• **Objective 1**: In the listing below, count the lines that contain the string "face", treating case as significant. Give only the number.

* start Extract *

Chapter 1

Digital Image Fundamentals

First Steps in Computer Vision

What Is a Digital Image?

A digital image is a collection of pixels (picture elements) arranged in a two-dimensional grid. Each pixel has a position $(x, y)$ and a brightness value (or color value).

I(x,y) x y (0,0) Image Representation • Width W × Height H pixels • Each pixel: I(x, y) • Origin: top-left (0, 0) • x: rightward, y: downward Grayscale: I(x,y) ∈ [0, 255] 0 = black, 255 = white
Figure 1. Pixel coordinates and the image grid structure

Why the y-axis points downward

In mathematical coordinate systems, the origin is at the bottom-left and the y-axis points upward. In image processing, however, the origin is at the top-left and the y-axis points downward. This convention originates from the CRT display era, when the electron beam performed a raster scan across the screen from left to right and top to bottom. In memory, image data is stored starting from the top-left pixel, so increasing row numbers correspond to lower positions on the screen. This convention has been inherited by all modern image formats, displays, and image processing libraries (OpenCV, PIL, etc.).

* end Extract *
* start Supplied data *

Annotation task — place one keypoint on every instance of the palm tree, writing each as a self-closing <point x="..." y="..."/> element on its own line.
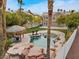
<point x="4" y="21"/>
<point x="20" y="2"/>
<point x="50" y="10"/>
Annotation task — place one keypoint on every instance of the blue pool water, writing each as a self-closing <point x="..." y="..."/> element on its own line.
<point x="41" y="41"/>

* end Supplied data *
* start Supplied data *

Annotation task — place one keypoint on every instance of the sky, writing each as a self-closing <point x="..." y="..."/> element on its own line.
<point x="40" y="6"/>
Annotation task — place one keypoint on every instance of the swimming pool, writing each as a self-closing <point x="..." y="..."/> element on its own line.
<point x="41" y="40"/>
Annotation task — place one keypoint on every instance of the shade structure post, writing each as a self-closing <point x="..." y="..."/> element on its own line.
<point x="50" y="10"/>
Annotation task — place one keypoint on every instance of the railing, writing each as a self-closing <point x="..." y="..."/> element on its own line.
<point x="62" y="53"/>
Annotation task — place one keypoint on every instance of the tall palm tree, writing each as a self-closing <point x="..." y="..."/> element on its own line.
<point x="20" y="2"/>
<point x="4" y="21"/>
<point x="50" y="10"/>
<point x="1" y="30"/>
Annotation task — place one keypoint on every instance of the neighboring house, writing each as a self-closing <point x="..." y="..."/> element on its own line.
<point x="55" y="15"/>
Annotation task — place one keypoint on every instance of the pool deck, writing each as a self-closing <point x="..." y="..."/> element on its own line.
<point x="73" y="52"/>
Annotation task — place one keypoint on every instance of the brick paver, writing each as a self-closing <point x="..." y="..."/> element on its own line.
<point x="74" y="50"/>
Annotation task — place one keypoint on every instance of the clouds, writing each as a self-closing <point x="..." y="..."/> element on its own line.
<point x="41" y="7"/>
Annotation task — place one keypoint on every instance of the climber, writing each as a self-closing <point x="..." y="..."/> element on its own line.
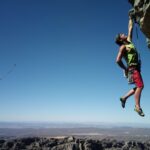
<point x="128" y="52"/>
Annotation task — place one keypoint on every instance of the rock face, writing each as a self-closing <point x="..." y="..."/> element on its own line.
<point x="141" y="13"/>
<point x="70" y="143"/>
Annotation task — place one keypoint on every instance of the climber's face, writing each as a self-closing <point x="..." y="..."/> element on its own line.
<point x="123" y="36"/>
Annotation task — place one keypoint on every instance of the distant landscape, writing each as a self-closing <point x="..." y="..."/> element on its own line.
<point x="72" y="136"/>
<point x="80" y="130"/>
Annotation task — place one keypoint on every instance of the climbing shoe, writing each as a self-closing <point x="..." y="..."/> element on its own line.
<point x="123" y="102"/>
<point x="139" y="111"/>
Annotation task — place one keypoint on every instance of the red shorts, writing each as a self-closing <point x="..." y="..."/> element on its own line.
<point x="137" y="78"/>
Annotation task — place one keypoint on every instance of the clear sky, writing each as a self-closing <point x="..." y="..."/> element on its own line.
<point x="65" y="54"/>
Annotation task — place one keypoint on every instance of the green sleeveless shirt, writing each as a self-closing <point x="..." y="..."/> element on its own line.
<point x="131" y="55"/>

* end Supplied data *

• **Objective 2**: Copy the part of the digital image fundamentals text starting with "Why the y-axis" and going on through "(OpenCV, PIL, etc.).".

• **Answer 1**: 2

• **Answer 2**:
Why the y-axis points downward

In mathematical coordinate systems, the origin is at the bottom-left and the y-axis points upward. In image processing, however, the origin is at the top-left and the y-axis points downward. This convention originates from the CRT display era, when the electron beam performed a raster scan across the screen from left to right and top to bottom. In memory, image data is stored starting from the top-left pixel, so increasing row numbers correspond to lower positions on the screen. This convention has been inherited by all modern image formats, displays, and image processing libraries (OpenCV, PIL, etc.).